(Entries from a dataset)
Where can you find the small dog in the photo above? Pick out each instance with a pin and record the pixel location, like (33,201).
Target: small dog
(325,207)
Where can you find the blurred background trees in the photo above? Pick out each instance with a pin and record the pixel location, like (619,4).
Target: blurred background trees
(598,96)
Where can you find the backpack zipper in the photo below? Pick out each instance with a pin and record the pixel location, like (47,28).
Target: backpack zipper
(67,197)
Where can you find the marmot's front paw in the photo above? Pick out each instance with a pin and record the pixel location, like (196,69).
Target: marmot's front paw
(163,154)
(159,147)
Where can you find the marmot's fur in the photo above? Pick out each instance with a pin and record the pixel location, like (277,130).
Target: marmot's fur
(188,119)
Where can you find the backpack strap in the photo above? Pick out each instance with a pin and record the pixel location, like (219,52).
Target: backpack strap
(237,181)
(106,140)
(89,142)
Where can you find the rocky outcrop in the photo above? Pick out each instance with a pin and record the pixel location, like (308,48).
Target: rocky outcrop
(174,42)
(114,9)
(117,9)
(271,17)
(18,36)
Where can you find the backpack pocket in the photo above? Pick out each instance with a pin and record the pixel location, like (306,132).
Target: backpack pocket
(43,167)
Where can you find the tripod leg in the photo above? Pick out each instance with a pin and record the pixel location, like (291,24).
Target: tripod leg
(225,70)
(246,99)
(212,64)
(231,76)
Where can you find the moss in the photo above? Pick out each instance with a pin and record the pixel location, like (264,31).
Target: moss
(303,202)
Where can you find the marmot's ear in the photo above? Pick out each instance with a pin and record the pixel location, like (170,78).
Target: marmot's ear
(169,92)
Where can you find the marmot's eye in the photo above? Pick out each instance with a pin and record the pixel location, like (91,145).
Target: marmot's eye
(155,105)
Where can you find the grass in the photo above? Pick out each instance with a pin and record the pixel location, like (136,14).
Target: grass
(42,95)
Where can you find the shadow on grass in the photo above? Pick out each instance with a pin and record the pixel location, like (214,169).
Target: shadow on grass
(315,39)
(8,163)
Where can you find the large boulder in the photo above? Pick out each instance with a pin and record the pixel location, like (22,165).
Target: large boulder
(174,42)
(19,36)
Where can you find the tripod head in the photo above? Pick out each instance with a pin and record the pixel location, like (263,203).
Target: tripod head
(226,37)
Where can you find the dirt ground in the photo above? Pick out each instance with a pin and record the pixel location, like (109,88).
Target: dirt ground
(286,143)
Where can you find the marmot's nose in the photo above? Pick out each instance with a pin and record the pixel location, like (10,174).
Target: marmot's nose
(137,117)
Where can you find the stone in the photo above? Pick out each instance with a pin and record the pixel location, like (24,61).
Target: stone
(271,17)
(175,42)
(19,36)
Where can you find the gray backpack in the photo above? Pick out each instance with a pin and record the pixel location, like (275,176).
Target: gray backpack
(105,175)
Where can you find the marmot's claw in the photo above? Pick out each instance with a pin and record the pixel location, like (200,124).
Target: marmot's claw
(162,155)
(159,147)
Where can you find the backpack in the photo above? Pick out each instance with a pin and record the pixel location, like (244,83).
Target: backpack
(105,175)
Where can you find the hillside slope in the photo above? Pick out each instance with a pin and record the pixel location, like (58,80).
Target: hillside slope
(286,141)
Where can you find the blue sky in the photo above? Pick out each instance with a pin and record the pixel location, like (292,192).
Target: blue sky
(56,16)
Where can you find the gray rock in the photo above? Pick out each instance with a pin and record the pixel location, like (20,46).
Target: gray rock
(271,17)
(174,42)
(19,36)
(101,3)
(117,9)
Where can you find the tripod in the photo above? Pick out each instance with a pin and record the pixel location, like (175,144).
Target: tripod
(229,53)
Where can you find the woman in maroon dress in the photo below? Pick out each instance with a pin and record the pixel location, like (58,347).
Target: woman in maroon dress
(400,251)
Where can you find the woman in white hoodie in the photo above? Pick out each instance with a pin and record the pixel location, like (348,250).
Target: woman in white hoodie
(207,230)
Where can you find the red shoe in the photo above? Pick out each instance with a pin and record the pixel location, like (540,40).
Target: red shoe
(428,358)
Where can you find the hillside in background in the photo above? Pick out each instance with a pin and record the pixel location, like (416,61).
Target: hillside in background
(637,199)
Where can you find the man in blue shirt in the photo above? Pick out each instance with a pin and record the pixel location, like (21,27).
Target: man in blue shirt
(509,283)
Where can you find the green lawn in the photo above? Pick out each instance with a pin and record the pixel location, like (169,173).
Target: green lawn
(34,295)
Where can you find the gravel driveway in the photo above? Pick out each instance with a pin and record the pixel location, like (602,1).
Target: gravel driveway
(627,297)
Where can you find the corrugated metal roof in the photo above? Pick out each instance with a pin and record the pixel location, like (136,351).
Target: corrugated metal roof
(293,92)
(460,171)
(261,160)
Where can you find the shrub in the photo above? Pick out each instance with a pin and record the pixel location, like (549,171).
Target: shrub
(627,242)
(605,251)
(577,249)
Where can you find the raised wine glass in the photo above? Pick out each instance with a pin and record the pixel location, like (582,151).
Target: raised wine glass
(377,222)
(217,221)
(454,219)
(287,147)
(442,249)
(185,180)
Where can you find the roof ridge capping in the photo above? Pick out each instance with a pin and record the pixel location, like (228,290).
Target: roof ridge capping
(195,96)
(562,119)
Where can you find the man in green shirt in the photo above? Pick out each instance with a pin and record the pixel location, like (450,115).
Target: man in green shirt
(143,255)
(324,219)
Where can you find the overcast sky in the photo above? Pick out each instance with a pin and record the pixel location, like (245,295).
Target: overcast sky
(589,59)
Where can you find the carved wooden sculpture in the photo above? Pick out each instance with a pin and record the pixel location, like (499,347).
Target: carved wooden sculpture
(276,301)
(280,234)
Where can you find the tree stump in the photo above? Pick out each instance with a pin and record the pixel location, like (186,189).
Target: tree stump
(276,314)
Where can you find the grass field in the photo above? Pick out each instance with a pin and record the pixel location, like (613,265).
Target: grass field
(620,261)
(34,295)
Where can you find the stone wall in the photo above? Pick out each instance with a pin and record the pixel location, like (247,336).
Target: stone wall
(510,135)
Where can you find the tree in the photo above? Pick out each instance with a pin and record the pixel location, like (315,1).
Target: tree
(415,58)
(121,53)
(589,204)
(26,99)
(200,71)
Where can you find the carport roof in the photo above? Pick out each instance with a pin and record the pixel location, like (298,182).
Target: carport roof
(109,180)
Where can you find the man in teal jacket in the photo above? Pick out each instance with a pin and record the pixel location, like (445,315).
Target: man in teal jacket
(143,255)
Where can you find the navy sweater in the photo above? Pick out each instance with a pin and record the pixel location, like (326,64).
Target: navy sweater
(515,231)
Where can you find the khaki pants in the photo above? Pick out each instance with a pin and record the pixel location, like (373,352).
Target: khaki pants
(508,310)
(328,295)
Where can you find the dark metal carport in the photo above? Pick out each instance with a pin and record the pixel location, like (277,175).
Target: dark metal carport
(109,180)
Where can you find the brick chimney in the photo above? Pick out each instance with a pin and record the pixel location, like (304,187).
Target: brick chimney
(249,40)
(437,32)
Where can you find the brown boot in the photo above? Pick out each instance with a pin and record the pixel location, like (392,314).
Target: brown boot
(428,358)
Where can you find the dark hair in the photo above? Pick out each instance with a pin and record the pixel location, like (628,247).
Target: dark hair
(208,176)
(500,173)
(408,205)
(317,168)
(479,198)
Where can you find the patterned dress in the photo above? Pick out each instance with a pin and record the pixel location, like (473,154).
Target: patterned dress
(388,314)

• TASK REQUIREMENTS:
Rewrite the entries from the line with "Where can you find the patterned" through the end of the entries, replacing "patterned" with "striped" and leaving all else unchanged.

• WRITTEN ANSWER:
Where can you find the striped dress in the photo above? Pick out each instance with a pin and record the pixel location, like (473,154).
Target: striped dress
(388,314)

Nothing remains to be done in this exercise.